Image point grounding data
——————

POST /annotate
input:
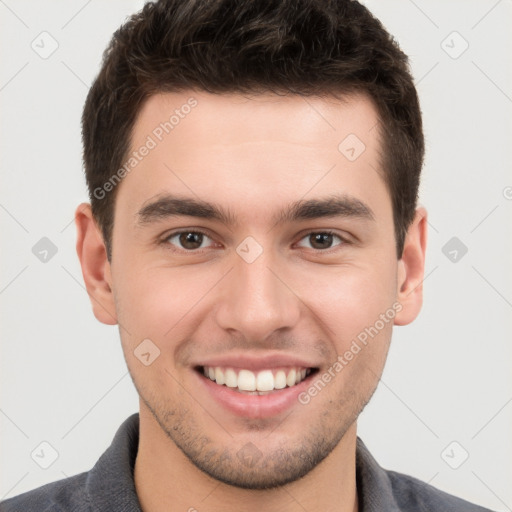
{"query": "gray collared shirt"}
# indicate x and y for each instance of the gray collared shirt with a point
(109, 485)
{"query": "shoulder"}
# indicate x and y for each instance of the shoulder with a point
(413, 494)
(66, 494)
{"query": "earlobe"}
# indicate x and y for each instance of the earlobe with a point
(92, 254)
(411, 269)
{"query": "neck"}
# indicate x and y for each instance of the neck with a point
(165, 480)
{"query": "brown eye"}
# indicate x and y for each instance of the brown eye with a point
(322, 240)
(187, 240)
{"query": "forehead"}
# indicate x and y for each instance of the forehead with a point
(253, 150)
(196, 116)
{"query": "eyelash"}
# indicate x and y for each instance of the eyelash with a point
(165, 240)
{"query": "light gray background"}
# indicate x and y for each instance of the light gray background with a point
(448, 377)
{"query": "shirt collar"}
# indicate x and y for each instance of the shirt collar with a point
(110, 484)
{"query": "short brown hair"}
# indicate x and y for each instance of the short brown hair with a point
(303, 47)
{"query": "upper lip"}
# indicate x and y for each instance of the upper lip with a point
(256, 362)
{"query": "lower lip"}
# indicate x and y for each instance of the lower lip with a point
(254, 406)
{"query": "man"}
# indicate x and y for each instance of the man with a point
(253, 169)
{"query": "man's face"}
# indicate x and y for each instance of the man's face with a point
(258, 293)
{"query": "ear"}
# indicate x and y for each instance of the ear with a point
(411, 270)
(92, 254)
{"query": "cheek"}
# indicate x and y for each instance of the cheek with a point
(350, 299)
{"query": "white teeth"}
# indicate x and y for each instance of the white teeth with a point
(290, 379)
(265, 381)
(231, 380)
(261, 383)
(280, 380)
(246, 380)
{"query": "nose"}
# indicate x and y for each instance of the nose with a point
(257, 299)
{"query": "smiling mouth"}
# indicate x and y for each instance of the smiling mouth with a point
(262, 382)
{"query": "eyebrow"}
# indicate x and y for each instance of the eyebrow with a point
(336, 205)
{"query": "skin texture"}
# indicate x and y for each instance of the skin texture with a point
(253, 155)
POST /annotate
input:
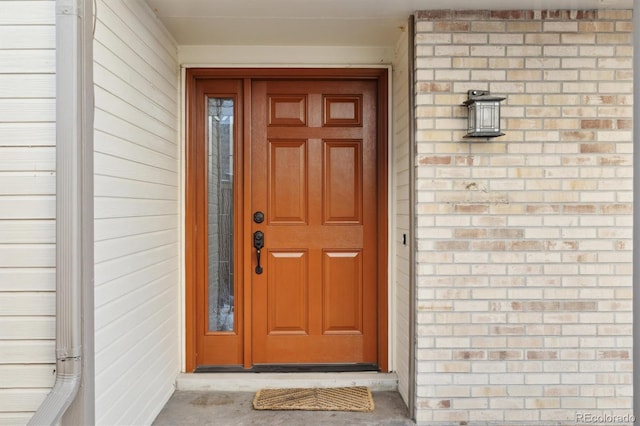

——————

TASK DIRECTIONS:
Give back each of the records above word for word, apart from the pictures.

SOLUTION TO THE PROBLEM:
POST /annotate
input:
{"query": "gray collared shirt"}
# indicate x and y for each instance of the gray collared shirt with a point
(109, 485)
{"query": "shoulder"}
# indicate x and y for each instance of the shoulder with a point
(413, 494)
(66, 494)
{"query": "earlobe"}
# indicate x and y for each instance of the earlobe with a point
(92, 254)
(411, 269)
{"query": "neck"}
# indicate x and y for each instance of the neck with a point
(165, 480)
{"query": "brown eye"}
# indicate x and y for each instance of the brown eye with a point
(322, 240)
(187, 240)
{"query": "forehead"}
# indicate x and y for each instance of the forehead with a point
(253, 150)
(196, 116)
{"query": "eyelash"}
# indicate x and y for each instance of the eyelash with a point
(165, 240)
{"query": "light gray background"}
# indicate x and y for each instance of the light gray background with a point
(448, 377)
{"query": "shirt collar"}
# indicate x and y for each instance of the shirt collar with a point
(110, 484)
{"query": "short brown hair"}
# indicate x and y for each instance of the short brown hair with a point
(303, 47)
{"query": "upper lip"}
# indicate x and y for each instance of the upper lip with a point
(256, 362)
{"query": "lower lip"}
# indicate x and y for each instance of the lower lip with a point
(254, 406)
{"query": "man"}
# indicate x and y for each instance of the man with a point
(253, 169)
{"query": "man's face"}
# indicate x and y for each instance of the man's face with a point
(258, 293)
{"query": "ear"}
# indicate x and y for each instance of the ear with a point
(411, 270)
(92, 254)
{"query": "cheek"}
# indicate x and y for each instance of the cheek with a point
(350, 299)
{"query": "white teeth"}
# indicate x and y for each instance of the white teeth with a point
(290, 379)
(265, 381)
(231, 380)
(261, 383)
(280, 380)
(246, 380)
{"query": "nose"}
# indicate x and y for each instance of the nose with a point
(257, 299)
{"query": "smiling mouth"}
# indicate x and y for each instance of the smiling mouth with a point
(262, 382)
{"query": "eyebrow"}
# indicate x and y for each instance of the eyebrow with a point
(336, 205)
{"query": "skin texture"}
# indicate x and y for each instance of the skin texture with a point
(253, 155)
POST /annotate
input:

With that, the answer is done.